_Provided text_
= = = = = = =

Postoperative surgical drains may complicate nursing care and interfere with postoperative rehabilitation. Drains require dressing maintenance, emptying, and volume documentation, and they are uncomfortable with removal and may get sewn in or caught, requiring a return to the operating room for surgical removal. Similarly, drains may complicate early mobilization, getting caught or snagged on objects and getting trapped under patients. Esler et al32 were unable to provide evidence to support the use of a drain in their randomized, controlled study conducted in 2003: they found that total blood loss was significantly greater in those patients undergoing primary TKA who received a drain as compared with those who did not receive a drain. They showed no difference in postoperative swelling or pain, incidence of pyrexia, ecchymosis, time at which flexion was gained, need for manipulation under anesthesia, or infection rate at 5 years. Two similar studies revealed significantly less blood loss and lower transfusion rates among patients randomized to the group without a drain as compared with those receiving a drain.33,34 A recent Cochrane database review deemed surgical drains in THA and TKA “of doubtful benefit.”35 In the absence of a clear advantage to endorse drain use after primary TJA, the use of drains was eliminated at the authors’ institution, resulting in simplification of nursing and postoperative care, early mobilization of patients, and cost savings.

= = = = = = =

_Study material_
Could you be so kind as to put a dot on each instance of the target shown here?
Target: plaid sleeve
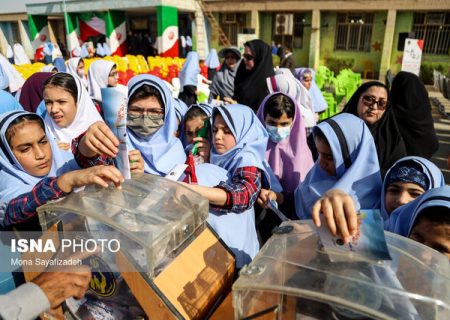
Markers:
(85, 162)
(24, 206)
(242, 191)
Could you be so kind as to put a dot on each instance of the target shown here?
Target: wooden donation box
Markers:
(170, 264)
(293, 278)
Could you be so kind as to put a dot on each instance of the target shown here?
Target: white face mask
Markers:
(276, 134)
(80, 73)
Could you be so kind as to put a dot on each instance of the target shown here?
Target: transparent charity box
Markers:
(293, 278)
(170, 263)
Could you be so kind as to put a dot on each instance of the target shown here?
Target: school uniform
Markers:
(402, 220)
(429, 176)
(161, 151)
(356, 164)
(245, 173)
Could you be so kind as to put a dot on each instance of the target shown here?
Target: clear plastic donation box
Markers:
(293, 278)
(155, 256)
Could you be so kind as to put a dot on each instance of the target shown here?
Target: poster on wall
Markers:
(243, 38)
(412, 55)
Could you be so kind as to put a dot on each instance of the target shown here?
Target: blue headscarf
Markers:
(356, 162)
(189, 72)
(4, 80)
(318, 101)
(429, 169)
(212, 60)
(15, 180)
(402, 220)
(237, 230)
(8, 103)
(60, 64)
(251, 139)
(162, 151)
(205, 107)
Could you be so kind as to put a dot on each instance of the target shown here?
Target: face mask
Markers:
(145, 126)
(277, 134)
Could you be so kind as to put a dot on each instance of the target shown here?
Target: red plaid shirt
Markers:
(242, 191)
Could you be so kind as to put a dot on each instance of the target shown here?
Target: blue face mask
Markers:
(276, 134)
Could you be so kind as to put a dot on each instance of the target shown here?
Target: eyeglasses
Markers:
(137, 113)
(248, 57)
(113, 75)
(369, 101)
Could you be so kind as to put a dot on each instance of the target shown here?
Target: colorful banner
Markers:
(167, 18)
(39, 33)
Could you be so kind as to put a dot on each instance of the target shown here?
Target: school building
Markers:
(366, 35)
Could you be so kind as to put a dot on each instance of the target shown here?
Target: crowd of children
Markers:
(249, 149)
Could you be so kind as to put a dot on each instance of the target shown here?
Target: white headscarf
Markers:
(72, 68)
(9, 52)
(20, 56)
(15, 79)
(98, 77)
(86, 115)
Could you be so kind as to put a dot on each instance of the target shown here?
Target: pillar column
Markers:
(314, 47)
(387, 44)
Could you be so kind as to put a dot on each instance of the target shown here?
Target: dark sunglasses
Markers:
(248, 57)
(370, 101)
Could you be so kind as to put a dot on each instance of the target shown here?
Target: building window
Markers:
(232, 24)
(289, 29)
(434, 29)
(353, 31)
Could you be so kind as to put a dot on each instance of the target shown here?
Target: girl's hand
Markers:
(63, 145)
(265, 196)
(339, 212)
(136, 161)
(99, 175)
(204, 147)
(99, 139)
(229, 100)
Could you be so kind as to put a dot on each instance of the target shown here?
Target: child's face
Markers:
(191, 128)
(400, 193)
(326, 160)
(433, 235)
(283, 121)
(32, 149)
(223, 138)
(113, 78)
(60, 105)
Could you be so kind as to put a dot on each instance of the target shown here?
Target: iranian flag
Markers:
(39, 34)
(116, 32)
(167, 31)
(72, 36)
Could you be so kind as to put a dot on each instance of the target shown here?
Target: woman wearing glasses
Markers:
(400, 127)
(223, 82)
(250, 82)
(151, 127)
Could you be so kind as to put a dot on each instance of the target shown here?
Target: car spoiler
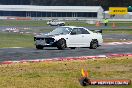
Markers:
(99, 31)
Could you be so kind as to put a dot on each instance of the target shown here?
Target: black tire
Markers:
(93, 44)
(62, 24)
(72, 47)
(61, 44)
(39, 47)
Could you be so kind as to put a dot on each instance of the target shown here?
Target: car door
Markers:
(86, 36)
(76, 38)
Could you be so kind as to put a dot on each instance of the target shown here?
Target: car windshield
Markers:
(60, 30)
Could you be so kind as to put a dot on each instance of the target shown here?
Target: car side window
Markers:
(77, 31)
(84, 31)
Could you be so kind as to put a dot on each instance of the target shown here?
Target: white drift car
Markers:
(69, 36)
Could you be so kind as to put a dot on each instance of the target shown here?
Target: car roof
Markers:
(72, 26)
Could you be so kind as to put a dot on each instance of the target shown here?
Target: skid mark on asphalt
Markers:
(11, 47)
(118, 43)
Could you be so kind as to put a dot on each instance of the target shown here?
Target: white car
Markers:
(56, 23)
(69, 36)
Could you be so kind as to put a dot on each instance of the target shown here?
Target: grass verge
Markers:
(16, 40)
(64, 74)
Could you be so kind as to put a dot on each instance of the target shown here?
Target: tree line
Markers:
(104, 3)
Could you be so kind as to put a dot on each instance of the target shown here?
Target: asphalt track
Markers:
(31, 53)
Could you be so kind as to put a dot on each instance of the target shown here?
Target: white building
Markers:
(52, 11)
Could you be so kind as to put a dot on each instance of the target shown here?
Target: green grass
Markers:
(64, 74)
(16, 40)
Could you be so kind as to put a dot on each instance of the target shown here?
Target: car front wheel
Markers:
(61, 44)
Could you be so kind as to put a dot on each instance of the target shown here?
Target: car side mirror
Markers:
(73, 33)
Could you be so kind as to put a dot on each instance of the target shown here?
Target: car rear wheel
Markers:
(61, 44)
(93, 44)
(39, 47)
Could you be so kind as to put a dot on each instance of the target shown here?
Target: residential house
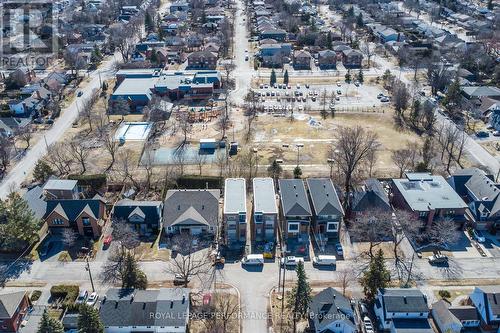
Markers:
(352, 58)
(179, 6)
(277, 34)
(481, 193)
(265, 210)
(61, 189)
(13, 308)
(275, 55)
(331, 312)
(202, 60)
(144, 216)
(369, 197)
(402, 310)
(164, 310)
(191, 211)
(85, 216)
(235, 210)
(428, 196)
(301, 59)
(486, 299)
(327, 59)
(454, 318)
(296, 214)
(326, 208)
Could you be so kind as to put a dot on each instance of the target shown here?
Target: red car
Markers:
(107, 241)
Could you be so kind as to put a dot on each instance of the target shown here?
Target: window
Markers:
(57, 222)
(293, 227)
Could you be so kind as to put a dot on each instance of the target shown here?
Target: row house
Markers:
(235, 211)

= = = = = = =

_What the task asks_
Please decide whether each statement below agrees with the passage on surgical drains, answering yes or no and quoting the words from the passage that settle it.
1. In the 2003 randomized study by Esler et al, total blood loss was greater in patients who received a drain.
2. Esler et al found that patients without a drain had less postoperative pain.
3. The authors' institution kept using drains after primary TJA.

_Solution to the exercise_
1. Yes: "total blood loss was significantly greater in those patients undergoing primary TKA who received a drain as compared with those who did not receive a drain"
2. No: "They showed no difference in postoperative swelling or pain"
3. No: "the use of drains was eliminated at the authors’ institution"